Leaving out the pictures, output each record exactly as it stands.

Referring expression grounding data:
########################################

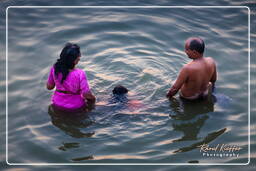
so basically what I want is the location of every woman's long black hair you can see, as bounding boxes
[54,43,81,83]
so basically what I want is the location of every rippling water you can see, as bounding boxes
[1,1,255,170]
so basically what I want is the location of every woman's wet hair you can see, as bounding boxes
[112,85,129,95]
[54,43,81,83]
[189,38,205,54]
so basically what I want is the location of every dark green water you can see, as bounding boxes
[0,0,255,171]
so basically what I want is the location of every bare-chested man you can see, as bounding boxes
[166,37,217,100]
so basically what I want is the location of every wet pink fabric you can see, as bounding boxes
[47,66,90,109]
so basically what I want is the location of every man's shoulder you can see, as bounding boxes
[205,57,216,63]
[205,57,217,67]
[181,64,193,74]
[183,61,198,70]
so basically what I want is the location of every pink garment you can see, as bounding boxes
[47,66,90,110]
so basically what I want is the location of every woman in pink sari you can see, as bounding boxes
[46,43,95,112]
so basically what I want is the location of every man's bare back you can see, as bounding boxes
[167,37,217,100]
[180,57,216,98]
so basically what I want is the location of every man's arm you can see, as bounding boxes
[166,67,188,98]
[210,61,217,92]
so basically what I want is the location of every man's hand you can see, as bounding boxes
[166,86,179,99]
[166,67,187,99]
[166,90,172,98]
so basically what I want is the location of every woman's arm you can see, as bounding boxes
[47,67,55,90]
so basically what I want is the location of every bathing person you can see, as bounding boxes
[112,85,129,95]
[166,37,217,100]
[112,85,143,111]
[46,43,95,112]
[96,85,142,113]
[111,85,129,103]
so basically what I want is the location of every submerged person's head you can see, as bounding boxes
[111,85,129,104]
[112,85,129,95]
[54,43,81,83]
[185,37,205,59]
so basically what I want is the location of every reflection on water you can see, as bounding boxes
[169,95,216,118]
[58,142,80,151]
[48,105,95,138]
[71,155,94,162]
[48,105,98,162]
[169,96,227,153]
[174,128,227,153]
[172,114,209,142]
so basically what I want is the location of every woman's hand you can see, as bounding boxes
[83,92,96,104]
[46,83,55,90]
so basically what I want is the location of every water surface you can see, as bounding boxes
[1,3,253,169]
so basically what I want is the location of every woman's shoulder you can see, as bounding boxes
[71,68,86,78]
[72,68,84,73]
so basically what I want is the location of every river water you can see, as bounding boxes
[0,1,255,171]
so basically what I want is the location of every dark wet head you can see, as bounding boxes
[112,85,129,95]
[54,42,81,83]
[185,37,205,54]
[59,42,81,68]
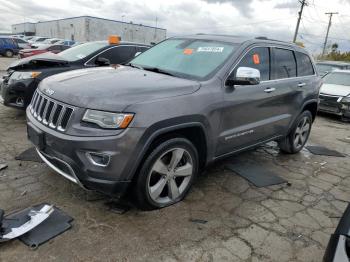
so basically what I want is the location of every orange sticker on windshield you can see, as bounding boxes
[183,48,194,55]
[253,54,260,64]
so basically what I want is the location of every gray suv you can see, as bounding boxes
[26,35,322,210]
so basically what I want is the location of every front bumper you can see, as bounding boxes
[26,108,145,196]
[1,78,38,109]
[319,94,350,118]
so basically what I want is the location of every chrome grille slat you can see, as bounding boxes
[56,106,66,129]
[42,100,50,124]
[29,91,74,132]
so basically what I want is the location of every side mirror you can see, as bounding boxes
[134,52,142,57]
[226,67,261,86]
[95,57,110,66]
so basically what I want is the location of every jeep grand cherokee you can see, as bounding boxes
[26,34,322,210]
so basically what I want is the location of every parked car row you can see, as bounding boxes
[1,36,149,108]
[0,35,77,57]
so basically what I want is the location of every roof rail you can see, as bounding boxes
[255,36,294,44]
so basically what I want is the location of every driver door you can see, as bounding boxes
[216,46,289,156]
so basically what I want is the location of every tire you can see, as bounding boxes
[134,137,199,210]
[279,110,313,154]
[5,50,14,58]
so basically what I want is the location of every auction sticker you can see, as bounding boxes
[197,47,224,53]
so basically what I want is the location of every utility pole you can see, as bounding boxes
[322,12,339,56]
[293,0,308,43]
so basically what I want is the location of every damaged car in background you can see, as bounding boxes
[0,36,149,109]
[26,35,321,210]
[319,70,350,121]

########################################

**Solution for this exercise**:
so basically what I want is the location of every woman's long black hair you can see, as bounding boxes
[54,43,81,83]
so basically what I want is the location of every rippling water you can see, as bounding boxes
[1,1,255,170]
so basically what I want is the location of every woman's wet hair you can see, as bounding boxes
[112,85,129,95]
[54,43,81,83]
[189,38,205,54]
so basically what I want is the location of every dark green water you can see, as bounding boxes
[0,0,255,171]
so basically what I want is the location of every bare-chested man you can see, as bounding boxes
[166,37,217,100]
so basically what I want is the location of every wet pink fabric you can see, as bounding boxes
[47,66,90,109]
so basically what I want is the location of every man's shoulder you can see, as bounding boxes
[205,57,216,63]
[205,57,217,67]
[181,64,193,74]
[183,61,198,70]
so basically what I want is the location of every pink garment you can see, as bounding boxes
[47,66,90,110]
so basically what I want is the location of every woman in pink sari you can see, as bounding boxes
[46,43,95,112]
so basically what I want is the location of every man's bare back you can see, as bounding boxes
[167,37,217,100]
[180,57,216,98]
so basically what I want is the location of every man's arm you can see, as bounding boxes
[166,67,188,98]
[210,61,217,92]
so basically what I want is the location of every man's hand you can see, as bounding boxes
[166,86,179,99]
[166,67,187,99]
[166,90,172,98]
so basically what I want is the location of every woman's arm you can see, as bounding boxes
[47,67,55,90]
so basically what I want is the location of every bathing person you can see, as bounding boxes
[112,85,129,95]
[166,37,217,100]
[112,85,143,111]
[46,43,95,112]
[96,85,142,113]
[111,85,129,103]
so basically what I want is the location of every submerged person's head you can see, as bounding boxes
[111,85,129,104]
[112,85,129,95]
[54,43,81,83]
[185,37,205,59]
so basically what I want is the location of every reflection on water you can see, as bounding boxes
[169,95,216,118]
[58,142,80,151]
[48,105,95,138]
[71,155,94,162]
[48,105,98,162]
[169,96,227,153]
[174,128,227,153]
[172,114,209,142]
so basically what I want is the location of every woman's hand you can see, as bounding boxes
[83,92,96,104]
[46,83,55,90]
so basically what I want is the location of every water surface you can see, as bounding boxes
[1,3,253,169]
so basically what I want is the location of every woman's shoulder you can see, as bounding boxes
[71,68,86,78]
[72,68,84,73]
so basically what I want is the location of every river water you can see, as bounding boxes
[0,1,255,171]
so basically what I want is the location of every dark wet head you can see, as bounding boxes
[112,85,129,95]
[54,42,81,83]
[185,37,205,54]
[59,42,81,68]
so basically what I want is the location of every orange sticker on windshield you can see, as bounding boxes
[183,48,194,55]
[253,54,260,64]
so basically what I want is the location of every gray suv you can see, as bounding boxes
[26,35,322,210]
so basically what I want is the location of every front bumper you can see, as bounding boxes
[26,108,145,196]
[1,78,38,109]
[319,94,350,118]
so basically what I want is the location of every chrome grille slat you can see, as bounding boxes
[56,106,66,129]
[42,100,50,124]
[29,91,74,132]
so basically what I want is the location of every side mirror you can see, as bounding boxes
[134,52,142,57]
[226,67,261,86]
[95,57,110,66]
so basically what I want is the location of every jeep grand cherokee you can see, as bounding boxes
[26,34,322,210]
so basically what I want is the location of every parked car row you can see, as bounding boxes
[1,36,149,108]
[0,35,77,57]
so basically what I want is the location of every roof rail you can see, as bounding boxes
[255,36,294,44]
so basically what I want is the location of every driver door you can see, as bounding boxes
[216,46,289,156]
so basically what I want is the location of every tire you can see, as bounding boxes
[134,137,199,210]
[279,110,313,154]
[5,50,14,58]
so basically what I want is the location of every auction sticker you can see, as bounding boxes
[197,47,224,53]
so basically what I want is the location of every utility pole you can see, as bounding boxes
[322,12,339,56]
[293,0,308,43]
so basically what I want is the location of every damaged car in background you can see, as bounding boxes
[0,36,149,109]
[26,35,321,210]
[319,70,350,121]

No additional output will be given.